MATERIAL TO PROCESS: Begin

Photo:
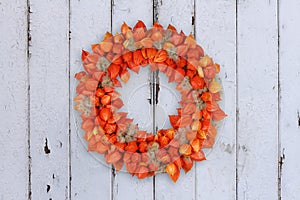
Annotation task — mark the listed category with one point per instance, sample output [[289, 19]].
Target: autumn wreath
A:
[[111, 133]]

MATERIAL TO PROCESS: End

* _WHAT IS REQUIRED_
The data above should be repeated exactly, minus any pictures.

* _RESPONSE TO THE TASK_
Photo:
Annotation task — mark the listed category with one point per instance, sample output [[289, 19]].
Target: autumn wreath
A:
[[111, 133]]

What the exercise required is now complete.